— start of Excerpt provided —

Now we do expect the occasional
incorrectly recognized thing. But
there will be a whole dimension of this project, which is to incorporate temporal continuity, and
that is something we just have not
gotten into yet. Here
is another good example. The Tide box has become our poster child for this project, because it is such a nice
product with attractive designs, good
nice solid color histogram. It
has got good SIFT features too. I will show this again for SIFT matching.
So that is the training image up there. This is an example of a test image down there. The
ROC curve is so good, you almost cannot see it. It is way up there in the top left corner. Here is
an Arm & Hammer box and
again it has a relatively good color
histogram; so it is doing pretty well.
Some bad examples, this
is real data, so
things happen that we do not want to happen. There is
a training image of a Skittles bags there. Well
in the convenient stores, Skittle
bags are at the very bottom of the shelf
and they are inside a cardboard
crate and
they are poorly lit. And
I was
the one capturing the data here
and I just pointed it down where the Skittle bags were and it was pretty dark.
And you can hardly see anything there but if you look very closer, if do you gamma correction you actually see some Skittles
writing there.
Okay, and this was a legitimately cropped region that McCauley outlined
and it just does not work. Okay
but that is real; you look in the data, that type of thing
happen. You could argue it should be solved using better elimination, but that is
a fact of life. We set this
project up. That
is the kind of thing that is going to happen and
needs to be solved
somehow. Here
is a Dove. I think this is antiperspirant. So
again we have an illumination problem and if you look closely
that product because this is a small convenience
store, a lot of products are actually turned to
the side a little bit just to fit more stuff on the shelf. So,
in terms
of color histograms, besides
the couple of problems, so much of
it is white that it tends to get confused with other things. But the one distinct part, which would be cap was so dark that it did get a good
enough match. Yes. Have you considered putting illumination in the
Mozi box itself so that you have more control
of it? We have and as
a result of this first data pass, we did two things. One, we decided we wanted to put
an array of
LED's around the
front of the
device, and the other was to put a polarizer on
the lens, because with the potato chip bags, the glare was
usually the
most salient features that we extracted from the potato chips, were
erroneous. They
were just caused by reflection and when we put the polarizer on it, it fixed that.
So these in retrospect that is just completely obvious, but you
tend to forget everything when you
start a
new project. Here is another one,
this is
Milano cookies and
in this
case, this is the kind of
thing that would work well with
invariant feature matching approaches, but the color histogram of a Pepperidge Farm's cookie
bag is just not
very distinctive at all.

— end of Excerpt provided —
— start of Records supplied —

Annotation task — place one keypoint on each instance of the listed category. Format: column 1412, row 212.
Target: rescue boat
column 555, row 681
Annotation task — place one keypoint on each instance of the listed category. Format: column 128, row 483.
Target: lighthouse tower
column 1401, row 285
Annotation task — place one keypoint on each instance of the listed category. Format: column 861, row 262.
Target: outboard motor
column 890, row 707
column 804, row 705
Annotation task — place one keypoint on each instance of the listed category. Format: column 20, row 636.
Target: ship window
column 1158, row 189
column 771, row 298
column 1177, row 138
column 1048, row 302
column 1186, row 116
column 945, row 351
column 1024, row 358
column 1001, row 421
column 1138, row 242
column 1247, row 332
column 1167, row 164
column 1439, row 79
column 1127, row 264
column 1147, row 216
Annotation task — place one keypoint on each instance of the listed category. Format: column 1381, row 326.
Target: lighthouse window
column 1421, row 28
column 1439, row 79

— end of Records supplied —

• Written request 1: Extract the stretch of the product-recognition talk from "So these in" through "distinctive at all.".
• Written request 2: Continue the product-recognition talk from where it stops.
The records play no part in this work.

• Exercise answer 1:
So these in retrospect that is just completely obvious, but you
tend to forget everything when you
start a
new project. Here is another one,
this is
Milano cookies and
in this
case, this is the kind of
thing that would work well with
invariant feature matching approaches, but the color histogram of a Pepperidge Farm's cookie
bag is just not
very distinctive at all.

• Exercise answer 2:
So this thing did not perform well
with color histogram.
How does it do on
cans? Soda cans. Soup cans.
Soda cans are even
more reflective. Soup cans I guess have paper around
them, but with the
curvature? That is a good question. So, the curvature is really only an issue if the
cans are
actually rotated. If the poles of the can changes with respect to the training images that were captured.
I don't
have those ROC curves to show, but we do have internally the ROC curves for every product, all
of those 120. So I could check afterwards to see what they were.
But I think that they worked well
for the soup cans. The
soda cans were more difficult because they are behind glass in the refrigerated area, so they
had more problems with reflection. So how do you plan to deal with the problem of the poses of the can with respect of
the training data, 'cause that is going to happen, right?
Yeah, --
so there are two ways. One is through,
when you, okay --. We want to have highly heterogeneous training data.
One way to get that heterogeneity is that there are many different online grocery stores
who have different
pictures of the products.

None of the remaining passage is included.